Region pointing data

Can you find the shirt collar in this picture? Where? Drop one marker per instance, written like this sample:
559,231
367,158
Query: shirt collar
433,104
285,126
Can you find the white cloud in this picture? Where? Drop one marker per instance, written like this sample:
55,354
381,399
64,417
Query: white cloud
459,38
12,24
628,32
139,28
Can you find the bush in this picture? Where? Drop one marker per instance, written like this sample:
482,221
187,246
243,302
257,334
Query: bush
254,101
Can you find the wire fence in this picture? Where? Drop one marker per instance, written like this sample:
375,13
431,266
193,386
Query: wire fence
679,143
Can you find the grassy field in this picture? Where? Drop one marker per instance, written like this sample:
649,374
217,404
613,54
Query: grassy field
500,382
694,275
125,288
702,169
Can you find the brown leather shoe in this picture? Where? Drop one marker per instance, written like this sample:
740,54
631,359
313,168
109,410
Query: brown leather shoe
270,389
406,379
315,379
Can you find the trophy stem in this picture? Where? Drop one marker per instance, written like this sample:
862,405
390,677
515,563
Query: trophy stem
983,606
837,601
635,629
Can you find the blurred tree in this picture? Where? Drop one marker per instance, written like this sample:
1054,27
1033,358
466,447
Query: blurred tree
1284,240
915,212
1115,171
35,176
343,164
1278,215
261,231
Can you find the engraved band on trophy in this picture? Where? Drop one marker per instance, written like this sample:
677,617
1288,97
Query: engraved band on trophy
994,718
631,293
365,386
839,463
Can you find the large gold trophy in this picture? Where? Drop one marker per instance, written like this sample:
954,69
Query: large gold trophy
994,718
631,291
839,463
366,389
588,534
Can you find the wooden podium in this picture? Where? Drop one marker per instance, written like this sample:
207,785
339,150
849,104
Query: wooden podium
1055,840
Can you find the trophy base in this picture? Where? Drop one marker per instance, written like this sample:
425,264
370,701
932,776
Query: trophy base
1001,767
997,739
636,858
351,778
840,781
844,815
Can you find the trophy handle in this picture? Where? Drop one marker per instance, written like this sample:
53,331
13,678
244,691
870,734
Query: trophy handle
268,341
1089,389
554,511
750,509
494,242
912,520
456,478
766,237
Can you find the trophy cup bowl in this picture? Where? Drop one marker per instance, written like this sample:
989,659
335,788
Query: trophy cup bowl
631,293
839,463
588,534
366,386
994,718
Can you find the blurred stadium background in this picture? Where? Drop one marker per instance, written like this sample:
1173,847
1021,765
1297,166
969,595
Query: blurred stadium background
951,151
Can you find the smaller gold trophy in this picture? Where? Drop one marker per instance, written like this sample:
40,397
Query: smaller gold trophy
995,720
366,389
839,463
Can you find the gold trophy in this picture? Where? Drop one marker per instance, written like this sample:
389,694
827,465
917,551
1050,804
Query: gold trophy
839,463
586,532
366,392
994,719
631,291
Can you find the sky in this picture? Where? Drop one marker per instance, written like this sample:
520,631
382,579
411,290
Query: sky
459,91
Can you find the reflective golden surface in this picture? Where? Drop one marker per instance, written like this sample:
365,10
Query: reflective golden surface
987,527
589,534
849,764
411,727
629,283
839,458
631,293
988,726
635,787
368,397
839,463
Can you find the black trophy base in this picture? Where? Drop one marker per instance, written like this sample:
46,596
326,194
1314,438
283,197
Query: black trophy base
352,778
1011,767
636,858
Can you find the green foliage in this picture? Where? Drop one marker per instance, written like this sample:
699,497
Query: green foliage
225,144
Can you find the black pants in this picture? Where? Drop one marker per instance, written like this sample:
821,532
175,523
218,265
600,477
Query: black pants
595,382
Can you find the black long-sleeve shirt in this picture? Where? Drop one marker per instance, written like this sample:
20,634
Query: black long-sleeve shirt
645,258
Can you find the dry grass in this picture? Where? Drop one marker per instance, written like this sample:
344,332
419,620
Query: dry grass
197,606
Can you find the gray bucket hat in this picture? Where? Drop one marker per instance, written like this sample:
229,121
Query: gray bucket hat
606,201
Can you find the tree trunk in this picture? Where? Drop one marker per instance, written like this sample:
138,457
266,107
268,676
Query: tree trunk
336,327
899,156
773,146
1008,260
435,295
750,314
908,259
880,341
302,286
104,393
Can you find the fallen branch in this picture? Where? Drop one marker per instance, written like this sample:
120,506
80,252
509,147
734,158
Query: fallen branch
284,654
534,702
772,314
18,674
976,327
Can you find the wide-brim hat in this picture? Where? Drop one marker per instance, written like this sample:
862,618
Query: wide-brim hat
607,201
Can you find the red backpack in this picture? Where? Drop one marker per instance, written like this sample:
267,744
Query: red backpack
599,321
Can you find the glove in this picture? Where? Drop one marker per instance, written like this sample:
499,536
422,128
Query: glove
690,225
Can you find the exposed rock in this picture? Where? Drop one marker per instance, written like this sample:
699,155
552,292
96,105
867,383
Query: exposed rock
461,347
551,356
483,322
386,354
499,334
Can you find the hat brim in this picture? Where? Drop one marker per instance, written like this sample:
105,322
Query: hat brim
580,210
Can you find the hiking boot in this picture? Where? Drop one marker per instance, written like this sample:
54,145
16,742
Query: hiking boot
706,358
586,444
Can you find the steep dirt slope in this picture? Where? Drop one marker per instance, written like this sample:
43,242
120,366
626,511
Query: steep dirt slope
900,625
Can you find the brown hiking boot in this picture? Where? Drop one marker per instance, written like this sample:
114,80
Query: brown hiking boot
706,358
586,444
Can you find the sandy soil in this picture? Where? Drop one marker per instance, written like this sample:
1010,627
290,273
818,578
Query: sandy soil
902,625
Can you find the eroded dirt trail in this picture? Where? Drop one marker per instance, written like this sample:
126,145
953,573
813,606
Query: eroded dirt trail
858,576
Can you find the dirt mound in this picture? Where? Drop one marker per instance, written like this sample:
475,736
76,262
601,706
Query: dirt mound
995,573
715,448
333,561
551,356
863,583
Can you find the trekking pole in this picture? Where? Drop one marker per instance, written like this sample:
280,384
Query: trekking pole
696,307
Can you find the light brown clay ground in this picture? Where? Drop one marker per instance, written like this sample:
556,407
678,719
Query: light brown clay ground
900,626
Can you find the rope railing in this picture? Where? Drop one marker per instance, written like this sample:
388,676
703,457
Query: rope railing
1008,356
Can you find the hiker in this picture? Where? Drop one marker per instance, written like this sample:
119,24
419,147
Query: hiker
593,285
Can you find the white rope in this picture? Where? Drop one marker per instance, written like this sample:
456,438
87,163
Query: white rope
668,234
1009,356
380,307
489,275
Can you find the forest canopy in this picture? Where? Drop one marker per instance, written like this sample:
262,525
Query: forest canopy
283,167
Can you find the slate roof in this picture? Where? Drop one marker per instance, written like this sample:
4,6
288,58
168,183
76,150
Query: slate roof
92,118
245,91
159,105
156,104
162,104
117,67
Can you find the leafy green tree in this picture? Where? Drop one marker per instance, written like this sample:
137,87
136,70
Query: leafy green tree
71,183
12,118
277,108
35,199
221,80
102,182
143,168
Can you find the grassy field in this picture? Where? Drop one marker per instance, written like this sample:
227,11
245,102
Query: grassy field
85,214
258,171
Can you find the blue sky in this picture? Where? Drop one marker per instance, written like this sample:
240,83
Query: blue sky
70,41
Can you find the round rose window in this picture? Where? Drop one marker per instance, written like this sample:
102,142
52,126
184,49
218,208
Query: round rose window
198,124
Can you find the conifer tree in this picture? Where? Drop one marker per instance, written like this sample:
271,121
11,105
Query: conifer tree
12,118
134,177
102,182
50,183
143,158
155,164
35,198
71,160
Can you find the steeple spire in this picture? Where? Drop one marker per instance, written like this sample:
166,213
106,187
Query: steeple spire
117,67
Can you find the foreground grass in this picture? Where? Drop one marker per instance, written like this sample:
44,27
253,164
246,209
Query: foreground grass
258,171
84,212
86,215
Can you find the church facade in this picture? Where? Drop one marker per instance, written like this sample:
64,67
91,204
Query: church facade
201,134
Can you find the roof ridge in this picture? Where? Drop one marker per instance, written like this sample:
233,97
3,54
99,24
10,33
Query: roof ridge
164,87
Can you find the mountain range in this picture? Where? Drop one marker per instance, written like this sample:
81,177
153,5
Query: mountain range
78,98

> PROMPT
Output exactly the lines from the one containing "Query: church facade" through the last line of the entries, both ends included.

> ANSWER TO THIS PROBLEM
Query: church facade
201,134
Can you find the roof ridge in this picture? Where? Drop one marker per instance, written like this sample:
233,97
3,54
99,24
10,33
Query: roof ridge
164,87
Can you find the mountain range in this picture? Where? Drop one marker per instance, written like this sample:
81,177
153,5
Query: mountain range
78,98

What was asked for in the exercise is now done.